▼

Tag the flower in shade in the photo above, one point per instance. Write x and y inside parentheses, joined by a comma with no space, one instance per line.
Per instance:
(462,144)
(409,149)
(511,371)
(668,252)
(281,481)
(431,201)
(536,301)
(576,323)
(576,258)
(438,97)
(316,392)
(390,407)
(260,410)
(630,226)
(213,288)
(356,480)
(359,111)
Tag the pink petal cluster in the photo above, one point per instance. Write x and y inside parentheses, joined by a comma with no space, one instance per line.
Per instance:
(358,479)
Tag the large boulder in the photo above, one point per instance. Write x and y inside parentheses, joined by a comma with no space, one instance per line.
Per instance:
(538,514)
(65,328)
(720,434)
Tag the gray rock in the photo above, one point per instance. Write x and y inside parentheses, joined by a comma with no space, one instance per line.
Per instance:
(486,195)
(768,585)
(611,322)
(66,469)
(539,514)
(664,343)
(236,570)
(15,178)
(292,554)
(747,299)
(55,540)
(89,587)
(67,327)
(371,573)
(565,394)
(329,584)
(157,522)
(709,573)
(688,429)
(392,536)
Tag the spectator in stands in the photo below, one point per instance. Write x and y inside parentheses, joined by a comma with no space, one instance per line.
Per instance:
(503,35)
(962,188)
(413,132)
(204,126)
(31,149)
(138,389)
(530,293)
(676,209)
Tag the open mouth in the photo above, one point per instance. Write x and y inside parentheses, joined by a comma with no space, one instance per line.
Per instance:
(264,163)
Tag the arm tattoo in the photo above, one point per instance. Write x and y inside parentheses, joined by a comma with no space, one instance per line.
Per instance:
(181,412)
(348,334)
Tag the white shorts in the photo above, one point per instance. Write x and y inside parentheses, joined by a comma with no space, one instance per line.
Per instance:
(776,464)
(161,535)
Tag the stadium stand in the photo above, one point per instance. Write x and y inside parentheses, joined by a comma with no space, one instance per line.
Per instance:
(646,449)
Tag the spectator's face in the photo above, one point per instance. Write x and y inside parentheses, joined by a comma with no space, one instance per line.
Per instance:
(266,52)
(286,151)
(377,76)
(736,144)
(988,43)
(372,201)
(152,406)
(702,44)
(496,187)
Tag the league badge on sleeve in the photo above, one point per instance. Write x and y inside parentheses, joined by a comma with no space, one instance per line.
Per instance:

▲

* _Instructions for the task_
Your task is to transcribe the listing above in full, exactly as given.

* _Answer to this task_
Tag the flower in shade in the photo above, one point per instance. Write x and y inside parentheses, joined by a comma with no space, one instance per line.
Per instance:
(462,144)
(409,149)
(511,371)
(668,252)
(281,481)
(431,201)
(536,301)
(576,323)
(576,258)
(438,97)
(316,392)
(390,407)
(260,410)
(630,226)
(213,288)
(356,480)
(359,111)
Tag the pink petal cluster in the photo above, one point per instance. Write x and y inside parentheses, joined by a comma with no space, one instance per line.
Per instance:
(358,479)
Tag the large boulder in the photo above, one point per instance. Write x and y inside parentheses, joined by a comma with no space, one instance per line.
Per instance:
(538,514)
(65,328)
(720,434)
Tag the gray rock in the photo above, one point per instance. Write x and y inside parentheses, joined by a comma with no space, one instance per line.
Per instance:
(486,195)
(768,585)
(611,322)
(66,469)
(539,514)
(664,343)
(236,570)
(15,178)
(292,554)
(747,299)
(55,540)
(89,587)
(67,327)
(371,573)
(565,394)
(329,584)
(157,522)
(709,573)
(688,429)
(392,536)
Tag the spectator in stands in the photo below, one point per instance. Write x and y inside parentheses, joined by a comma with no space, one instance per line.
Per instance:
(503,35)
(962,188)
(413,132)
(204,126)
(31,149)
(138,389)
(530,293)
(676,209)
Tag the open mouth in the photo above, one point per instance. Write x and y inside parentheses, joined by a comma with no space, one instance per line.
Per instance:
(264,163)
Tag the arm tattoo in the photo above, one point per instance. Write x and y inside parentheses, joined by a comma with no space, one instance per line.
Per instance:
(181,412)
(348,334)
Tag the white shorts in the photo above, one point per instance. Write x and y inside parentheses, joined by a comma with no space, one instance per line.
Per instance:
(776,464)
(161,535)
Tag the stadium stand in the photo above, one point per instance. Write x and y inside parentheses, joined by a comma with no space, one instance per line.
Per instance:
(646,449)
Tag the spectator's face in the photo above, one point per instance. Write x and y inside parentheses, joined by a comma with no space, one instance per line.
Per instance:
(266,52)
(286,151)
(377,76)
(736,144)
(988,43)
(372,201)
(152,406)
(702,44)
(496,187)
Tag the league badge on sleeve in the photo above, one point per instance. Write x and y inside parentheses, joined by a comma with no space, one instance per line.
Per instance:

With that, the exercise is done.